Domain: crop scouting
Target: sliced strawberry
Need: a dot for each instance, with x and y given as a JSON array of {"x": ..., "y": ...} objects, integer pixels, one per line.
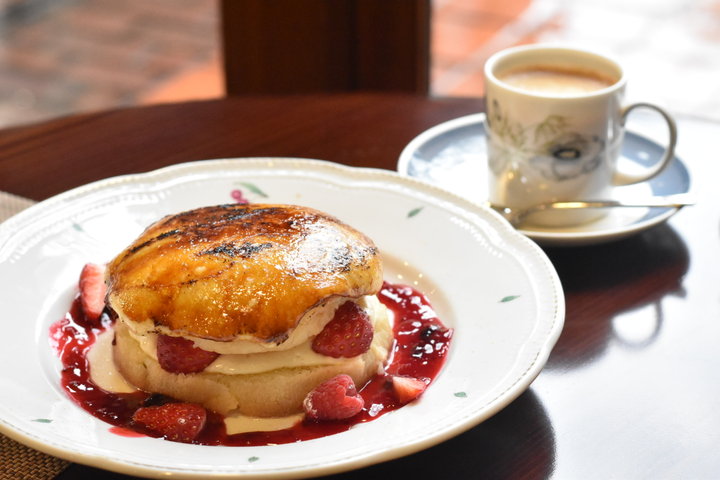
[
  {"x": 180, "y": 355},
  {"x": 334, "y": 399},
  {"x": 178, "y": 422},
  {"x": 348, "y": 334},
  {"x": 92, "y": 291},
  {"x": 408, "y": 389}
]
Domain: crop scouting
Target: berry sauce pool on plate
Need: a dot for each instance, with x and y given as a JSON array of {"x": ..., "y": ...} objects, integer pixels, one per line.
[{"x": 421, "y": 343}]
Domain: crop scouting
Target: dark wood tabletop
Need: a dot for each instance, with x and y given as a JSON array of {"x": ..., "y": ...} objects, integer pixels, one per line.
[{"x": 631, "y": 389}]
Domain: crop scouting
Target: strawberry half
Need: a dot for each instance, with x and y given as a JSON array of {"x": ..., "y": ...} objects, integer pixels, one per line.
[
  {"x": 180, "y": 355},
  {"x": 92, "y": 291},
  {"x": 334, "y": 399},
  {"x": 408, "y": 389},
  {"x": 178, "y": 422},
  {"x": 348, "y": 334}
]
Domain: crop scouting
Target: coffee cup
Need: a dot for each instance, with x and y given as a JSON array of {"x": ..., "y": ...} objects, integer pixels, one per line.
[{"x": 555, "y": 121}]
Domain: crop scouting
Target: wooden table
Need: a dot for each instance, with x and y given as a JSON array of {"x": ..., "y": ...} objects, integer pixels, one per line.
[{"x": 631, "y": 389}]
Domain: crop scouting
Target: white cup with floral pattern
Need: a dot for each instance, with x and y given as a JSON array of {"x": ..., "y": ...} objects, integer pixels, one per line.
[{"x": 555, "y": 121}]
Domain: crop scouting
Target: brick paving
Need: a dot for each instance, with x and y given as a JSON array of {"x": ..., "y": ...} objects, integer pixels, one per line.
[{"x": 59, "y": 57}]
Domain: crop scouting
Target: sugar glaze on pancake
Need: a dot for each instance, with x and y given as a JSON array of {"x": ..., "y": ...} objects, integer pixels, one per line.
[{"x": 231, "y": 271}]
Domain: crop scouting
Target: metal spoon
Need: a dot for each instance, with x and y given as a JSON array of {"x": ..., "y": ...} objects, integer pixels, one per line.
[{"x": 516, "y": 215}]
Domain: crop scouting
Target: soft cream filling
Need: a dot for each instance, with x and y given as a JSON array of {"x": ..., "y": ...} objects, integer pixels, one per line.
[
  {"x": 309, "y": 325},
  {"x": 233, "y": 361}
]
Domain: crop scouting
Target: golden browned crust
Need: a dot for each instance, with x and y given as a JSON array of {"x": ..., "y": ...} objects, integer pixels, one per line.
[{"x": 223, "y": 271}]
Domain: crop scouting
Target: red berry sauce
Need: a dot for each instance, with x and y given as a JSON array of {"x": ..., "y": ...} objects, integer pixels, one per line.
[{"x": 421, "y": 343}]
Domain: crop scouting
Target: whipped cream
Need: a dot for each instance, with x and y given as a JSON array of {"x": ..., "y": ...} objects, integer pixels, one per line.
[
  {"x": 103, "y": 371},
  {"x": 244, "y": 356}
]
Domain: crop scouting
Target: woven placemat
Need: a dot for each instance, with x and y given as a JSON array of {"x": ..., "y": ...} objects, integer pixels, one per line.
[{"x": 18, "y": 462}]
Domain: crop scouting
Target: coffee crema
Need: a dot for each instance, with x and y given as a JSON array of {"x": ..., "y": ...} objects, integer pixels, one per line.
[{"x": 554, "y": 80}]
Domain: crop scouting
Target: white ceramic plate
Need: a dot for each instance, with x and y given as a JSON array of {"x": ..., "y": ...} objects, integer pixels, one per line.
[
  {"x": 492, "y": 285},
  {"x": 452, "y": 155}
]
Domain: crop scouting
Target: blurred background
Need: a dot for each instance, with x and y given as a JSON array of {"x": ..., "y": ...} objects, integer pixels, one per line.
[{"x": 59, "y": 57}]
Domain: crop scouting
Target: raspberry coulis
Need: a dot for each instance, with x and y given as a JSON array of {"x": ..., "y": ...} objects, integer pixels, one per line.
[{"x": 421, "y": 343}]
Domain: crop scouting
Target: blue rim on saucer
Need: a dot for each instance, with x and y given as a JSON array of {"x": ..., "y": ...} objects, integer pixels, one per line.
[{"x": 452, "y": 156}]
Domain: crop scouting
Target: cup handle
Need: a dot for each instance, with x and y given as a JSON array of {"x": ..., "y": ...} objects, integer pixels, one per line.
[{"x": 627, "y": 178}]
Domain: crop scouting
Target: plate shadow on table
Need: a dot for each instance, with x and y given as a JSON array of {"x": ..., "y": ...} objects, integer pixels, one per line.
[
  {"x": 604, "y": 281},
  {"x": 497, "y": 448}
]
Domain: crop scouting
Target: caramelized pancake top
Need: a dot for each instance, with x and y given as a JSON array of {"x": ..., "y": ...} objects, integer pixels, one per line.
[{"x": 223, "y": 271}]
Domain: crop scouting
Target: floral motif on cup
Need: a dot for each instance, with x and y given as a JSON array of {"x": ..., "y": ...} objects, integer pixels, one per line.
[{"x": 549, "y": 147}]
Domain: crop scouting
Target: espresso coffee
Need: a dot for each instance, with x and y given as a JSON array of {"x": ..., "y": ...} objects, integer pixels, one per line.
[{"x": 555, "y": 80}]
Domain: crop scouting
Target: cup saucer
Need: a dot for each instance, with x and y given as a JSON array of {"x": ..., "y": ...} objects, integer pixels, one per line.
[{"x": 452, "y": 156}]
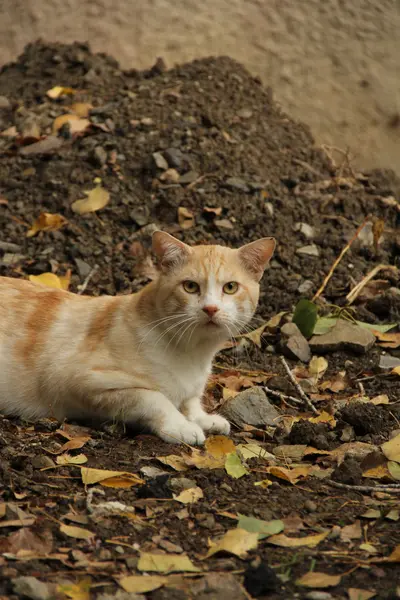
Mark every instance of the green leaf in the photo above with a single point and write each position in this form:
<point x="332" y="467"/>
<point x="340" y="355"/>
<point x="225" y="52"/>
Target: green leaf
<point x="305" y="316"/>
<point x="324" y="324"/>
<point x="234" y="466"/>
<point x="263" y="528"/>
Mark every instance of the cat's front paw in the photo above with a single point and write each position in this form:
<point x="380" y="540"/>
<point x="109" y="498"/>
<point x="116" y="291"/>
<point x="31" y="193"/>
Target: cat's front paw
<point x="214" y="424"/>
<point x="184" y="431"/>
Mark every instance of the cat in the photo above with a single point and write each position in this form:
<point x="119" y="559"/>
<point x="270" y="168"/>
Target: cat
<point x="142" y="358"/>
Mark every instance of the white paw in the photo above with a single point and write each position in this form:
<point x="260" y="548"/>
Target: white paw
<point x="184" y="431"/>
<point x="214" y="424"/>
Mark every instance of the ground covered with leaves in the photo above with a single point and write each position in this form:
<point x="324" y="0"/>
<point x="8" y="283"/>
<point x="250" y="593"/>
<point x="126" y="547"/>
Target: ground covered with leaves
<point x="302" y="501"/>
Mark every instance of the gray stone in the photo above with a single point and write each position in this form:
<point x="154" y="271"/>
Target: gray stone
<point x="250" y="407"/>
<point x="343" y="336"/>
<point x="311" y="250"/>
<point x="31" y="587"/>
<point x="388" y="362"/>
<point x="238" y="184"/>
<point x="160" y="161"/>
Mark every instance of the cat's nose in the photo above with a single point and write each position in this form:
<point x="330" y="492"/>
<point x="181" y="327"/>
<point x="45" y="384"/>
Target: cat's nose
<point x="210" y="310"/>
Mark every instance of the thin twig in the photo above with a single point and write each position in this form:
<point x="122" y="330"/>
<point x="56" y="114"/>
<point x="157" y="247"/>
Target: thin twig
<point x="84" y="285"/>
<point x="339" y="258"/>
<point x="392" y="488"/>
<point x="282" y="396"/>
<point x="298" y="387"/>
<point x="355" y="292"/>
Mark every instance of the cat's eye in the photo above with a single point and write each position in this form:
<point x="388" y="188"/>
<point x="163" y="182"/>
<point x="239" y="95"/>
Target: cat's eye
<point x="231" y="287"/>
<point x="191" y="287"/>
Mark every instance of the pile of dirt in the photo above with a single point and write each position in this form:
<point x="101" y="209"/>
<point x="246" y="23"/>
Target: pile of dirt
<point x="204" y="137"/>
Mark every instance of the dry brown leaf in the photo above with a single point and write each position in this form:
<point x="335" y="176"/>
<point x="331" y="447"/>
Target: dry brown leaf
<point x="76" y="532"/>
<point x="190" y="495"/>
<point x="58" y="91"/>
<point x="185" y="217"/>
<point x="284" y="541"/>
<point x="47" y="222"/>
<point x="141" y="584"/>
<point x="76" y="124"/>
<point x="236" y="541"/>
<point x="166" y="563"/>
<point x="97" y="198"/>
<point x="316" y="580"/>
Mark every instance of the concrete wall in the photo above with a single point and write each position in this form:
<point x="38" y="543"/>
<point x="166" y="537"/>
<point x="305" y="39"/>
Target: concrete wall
☆ ☆ ☆ ☆
§ **Task item**
Which of the lines above contain "pancake"? Return them all.

§ **Solution to the exercise**
Target: sugar glaze on pancake
Target: caramelized pancake top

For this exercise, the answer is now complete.